Killing off job titles: Let’s get practical!

Job titlesIn a previous post I argued for doing away with job titles. They’re rarely relevant, they say very little about what you do and they can lead to internal competition and bickering.

The marketing department at Quicken Loans (America’s 2nd best workplace according to Fortune Magazine) just did this and liked the results.

Now, a fatwa on job titles may sound great in theory, but how could it work in practice in a large organization?

Rick asked some great questions in a comment:

I’m trying to understand the difference between calling someone “The guy in charge of fixing things in the plant when they’re broken” vs. “Maintenance Manager” or the like. The former is long, the latter is short. If you say he or she can self-title as “Chief Fixer” well that’s still a title, isn’t it?

Now supposing we have one opening for a Production Engineer (actual title) for a plant in Georgia and another opening for a Process Engineer (also actual title) for a plant in North Carolina. Two distinct positions, though both engineers and both working in a plant environment. If I want to apply for one of those positions, it’s valuable for me to know I can discard the one and not the other based on my knowledge of what the jobs are in general and how they link to my skills, yes?

★ ★ ★ ★ ★ ★ ★

Task requirements:
(1) In the post about killing off job titles, whose marketing department did away with job titles and liked the results?
(2) Reproduce the part of the job titles post between "Killing off job" and "a large organization?", inclusive.

Recorded data:
★ ★ ★ ★ ★ ★ ★

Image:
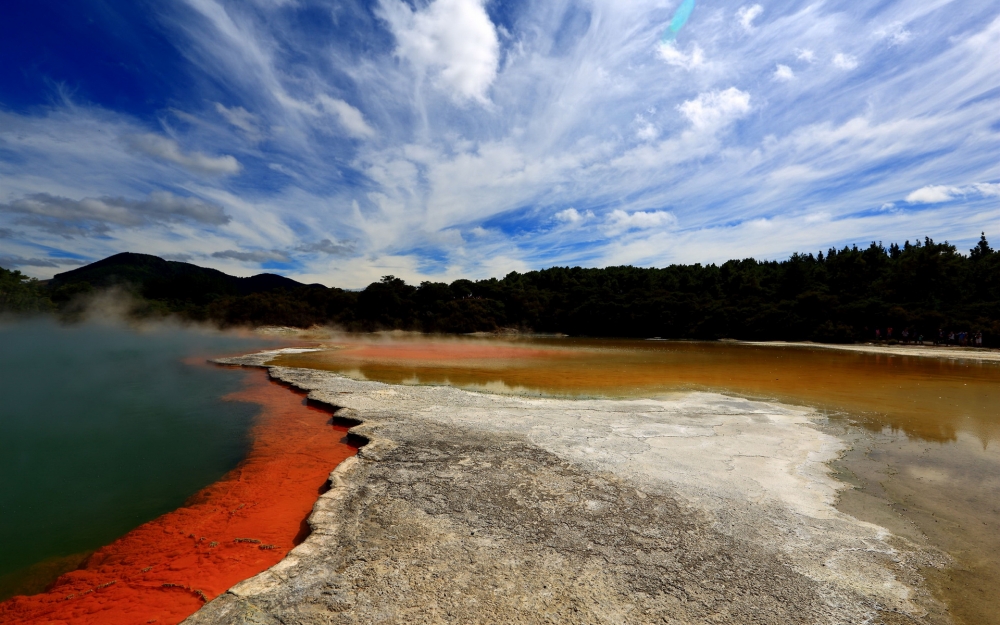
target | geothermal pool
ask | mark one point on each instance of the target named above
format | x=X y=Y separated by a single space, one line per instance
x=148 y=479
x=140 y=424
x=922 y=430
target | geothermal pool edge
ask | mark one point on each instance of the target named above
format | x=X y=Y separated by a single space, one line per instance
x=470 y=507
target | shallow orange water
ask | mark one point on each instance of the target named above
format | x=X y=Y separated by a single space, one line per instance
x=933 y=399
x=164 y=570
x=925 y=462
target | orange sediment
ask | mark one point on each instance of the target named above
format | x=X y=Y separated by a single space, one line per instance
x=165 y=570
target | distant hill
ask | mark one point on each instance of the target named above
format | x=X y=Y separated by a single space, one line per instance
x=159 y=279
x=924 y=289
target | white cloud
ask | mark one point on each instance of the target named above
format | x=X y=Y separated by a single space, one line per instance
x=747 y=14
x=844 y=61
x=68 y=218
x=896 y=33
x=253 y=256
x=241 y=118
x=935 y=194
x=167 y=149
x=619 y=220
x=987 y=189
x=573 y=216
x=328 y=247
x=645 y=130
x=350 y=118
x=783 y=73
x=673 y=55
x=454 y=39
x=715 y=109
x=806 y=55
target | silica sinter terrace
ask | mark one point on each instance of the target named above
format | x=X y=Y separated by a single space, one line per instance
x=103 y=428
x=922 y=431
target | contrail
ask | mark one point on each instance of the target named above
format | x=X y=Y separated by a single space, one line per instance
x=680 y=18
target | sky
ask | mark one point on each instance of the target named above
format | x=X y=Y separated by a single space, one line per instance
x=340 y=141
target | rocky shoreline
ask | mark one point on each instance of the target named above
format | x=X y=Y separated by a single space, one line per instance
x=471 y=507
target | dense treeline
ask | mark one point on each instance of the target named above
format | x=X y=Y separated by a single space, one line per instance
x=839 y=296
x=21 y=294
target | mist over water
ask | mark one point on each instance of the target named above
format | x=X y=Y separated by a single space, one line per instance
x=103 y=428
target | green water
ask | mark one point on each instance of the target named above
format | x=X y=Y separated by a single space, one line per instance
x=103 y=428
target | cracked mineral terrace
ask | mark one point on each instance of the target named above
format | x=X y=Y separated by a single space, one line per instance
x=471 y=507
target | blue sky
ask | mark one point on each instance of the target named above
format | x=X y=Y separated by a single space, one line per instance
x=337 y=142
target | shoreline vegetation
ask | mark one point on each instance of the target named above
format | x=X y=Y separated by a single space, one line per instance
x=924 y=292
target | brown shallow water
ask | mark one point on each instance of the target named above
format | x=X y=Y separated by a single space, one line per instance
x=924 y=459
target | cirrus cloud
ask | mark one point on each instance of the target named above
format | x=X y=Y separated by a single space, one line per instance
x=164 y=148
x=453 y=39
x=69 y=218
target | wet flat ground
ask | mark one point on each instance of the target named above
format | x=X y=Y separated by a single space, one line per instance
x=923 y=431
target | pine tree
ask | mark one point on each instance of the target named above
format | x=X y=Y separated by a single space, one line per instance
x=982 y=250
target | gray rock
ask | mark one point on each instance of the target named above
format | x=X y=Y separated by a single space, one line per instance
x=473 y=508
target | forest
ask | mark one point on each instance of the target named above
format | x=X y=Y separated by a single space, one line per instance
x=925 y=288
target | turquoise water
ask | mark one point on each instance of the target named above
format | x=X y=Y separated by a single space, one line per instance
x=103 y=428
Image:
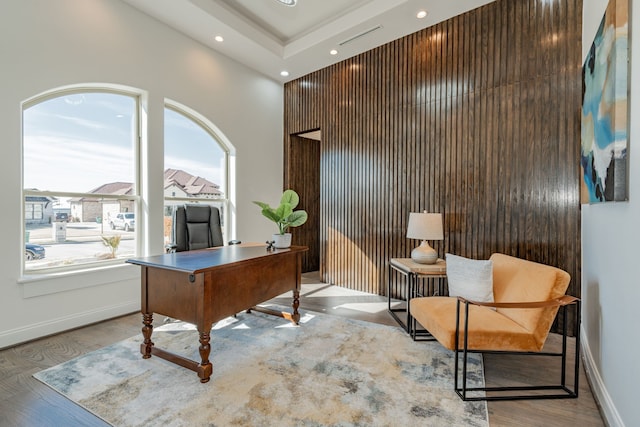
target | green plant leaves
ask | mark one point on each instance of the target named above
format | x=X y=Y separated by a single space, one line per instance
x=290 y=197
x=284 y=216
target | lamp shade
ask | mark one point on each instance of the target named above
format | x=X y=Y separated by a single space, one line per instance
x=425 y=226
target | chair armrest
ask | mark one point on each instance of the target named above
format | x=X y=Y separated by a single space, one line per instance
x=557 y=302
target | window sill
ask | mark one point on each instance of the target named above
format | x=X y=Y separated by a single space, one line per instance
x=51 y=283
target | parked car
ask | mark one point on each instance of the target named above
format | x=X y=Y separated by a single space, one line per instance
x=124 y=220
x=62 y=217
x=32 y=252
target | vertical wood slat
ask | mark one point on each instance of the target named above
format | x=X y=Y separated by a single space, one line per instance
x=475 y=117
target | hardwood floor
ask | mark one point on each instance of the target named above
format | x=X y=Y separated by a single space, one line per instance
x=25 y=401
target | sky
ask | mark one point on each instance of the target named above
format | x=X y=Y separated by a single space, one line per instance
x=78 y=142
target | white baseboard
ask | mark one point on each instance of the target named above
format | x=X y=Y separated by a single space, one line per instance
x=38 y=330
x=598 y=388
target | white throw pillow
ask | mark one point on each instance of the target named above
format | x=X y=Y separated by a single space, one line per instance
x=469 y=278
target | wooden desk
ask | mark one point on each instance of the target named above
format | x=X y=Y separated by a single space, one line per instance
x=204 y=286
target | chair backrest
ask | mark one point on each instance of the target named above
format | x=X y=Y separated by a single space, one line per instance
x=519 y=280
x=196 y=227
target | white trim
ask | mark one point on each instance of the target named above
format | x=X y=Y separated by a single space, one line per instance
x=35 y=286
x=38 y=330
x=607 y=408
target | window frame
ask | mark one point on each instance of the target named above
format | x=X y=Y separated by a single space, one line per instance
x=135 y=198
x=212 y=131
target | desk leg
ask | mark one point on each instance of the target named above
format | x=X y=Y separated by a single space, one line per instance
x=205 y=368
x=295 y=317
x=147 y=329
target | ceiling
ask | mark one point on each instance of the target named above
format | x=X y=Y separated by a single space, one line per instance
x=270 y=37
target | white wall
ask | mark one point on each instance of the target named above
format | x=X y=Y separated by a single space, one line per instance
x=48 y=44
x=611 y=265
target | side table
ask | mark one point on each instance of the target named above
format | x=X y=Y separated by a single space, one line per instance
x=414 y=275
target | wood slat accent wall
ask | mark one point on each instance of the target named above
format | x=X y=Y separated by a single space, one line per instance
x=476 y=117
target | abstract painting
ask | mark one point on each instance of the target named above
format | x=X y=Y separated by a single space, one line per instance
x=604 y=146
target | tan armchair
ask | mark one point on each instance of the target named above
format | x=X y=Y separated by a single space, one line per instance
x=527 y=297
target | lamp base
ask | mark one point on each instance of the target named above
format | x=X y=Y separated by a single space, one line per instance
x=424 y=254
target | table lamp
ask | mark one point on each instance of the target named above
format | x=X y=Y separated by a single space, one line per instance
x=425 y=226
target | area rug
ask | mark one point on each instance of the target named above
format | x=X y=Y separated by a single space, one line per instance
x=329 y=371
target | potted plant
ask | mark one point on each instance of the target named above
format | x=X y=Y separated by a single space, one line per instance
x=284 y=216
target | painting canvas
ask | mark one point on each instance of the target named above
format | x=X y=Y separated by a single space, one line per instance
x=604 y=147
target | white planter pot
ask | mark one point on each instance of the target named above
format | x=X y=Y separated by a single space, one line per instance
x=282 y=241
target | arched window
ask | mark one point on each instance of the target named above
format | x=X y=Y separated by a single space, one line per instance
x=80 y=169
x=196 y=164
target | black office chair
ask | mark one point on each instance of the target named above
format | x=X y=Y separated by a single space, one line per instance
x=196 y=227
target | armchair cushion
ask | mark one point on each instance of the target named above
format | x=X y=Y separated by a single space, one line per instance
x=469 y=278
x=505 y=329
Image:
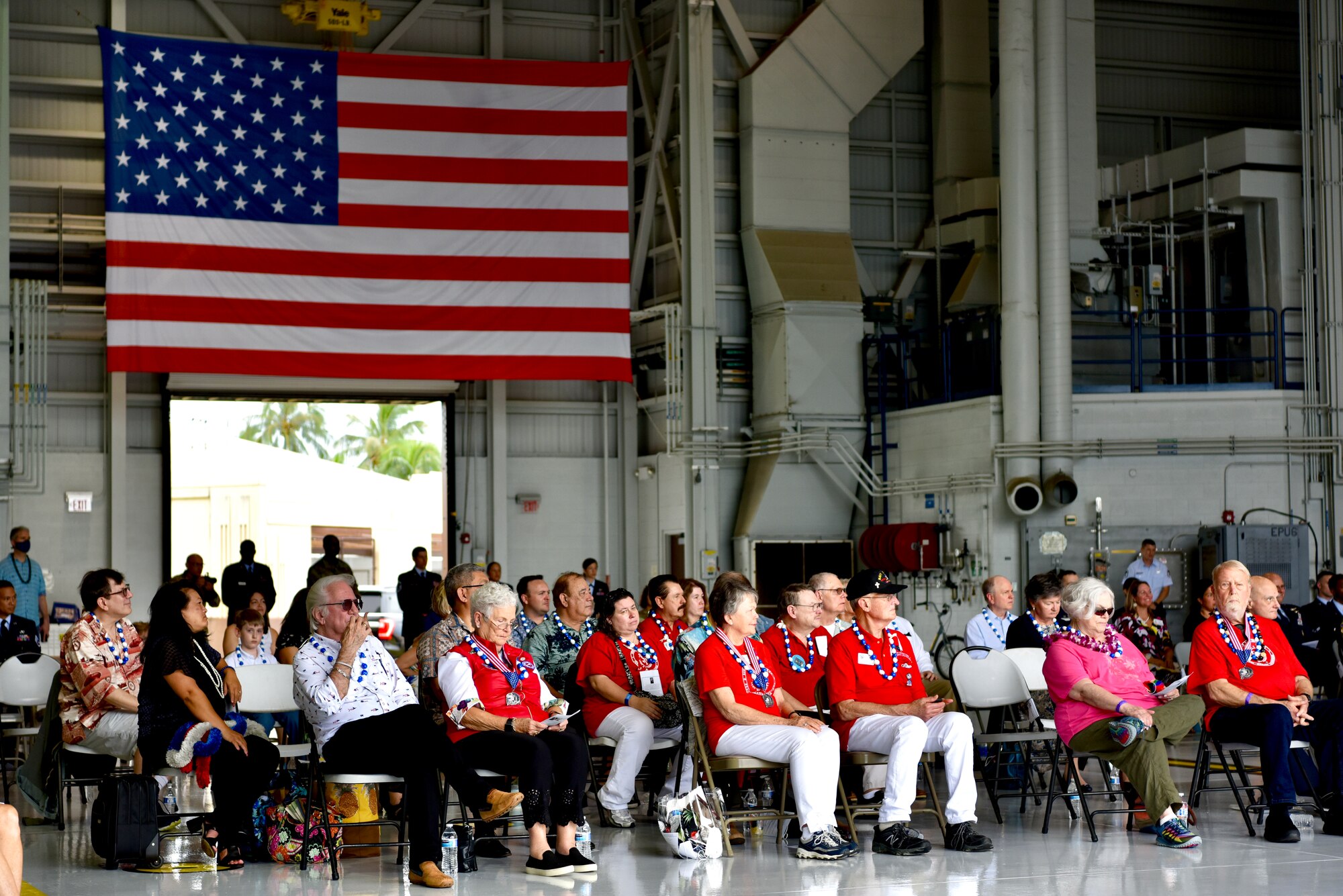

★ ★ ★ ★ ★ ★ ★

Answers to the exercise:
(1) The marketing department at Quicken Loans.

(2)
Killing off job titles: Let’s get practical!

Job titlesIn a previous post I argued for doing away with job titles. They’re rarely relevant, they say very little about what you do and they can lead to internal competition and bickering.

The marketing department at Quicken Loans (America’s 2nd best workplace according to Fortune Magazine) just did this and liked the results.

Now, a fatwa on job titles may sound great in theory, but how could it work in practice in a large organization?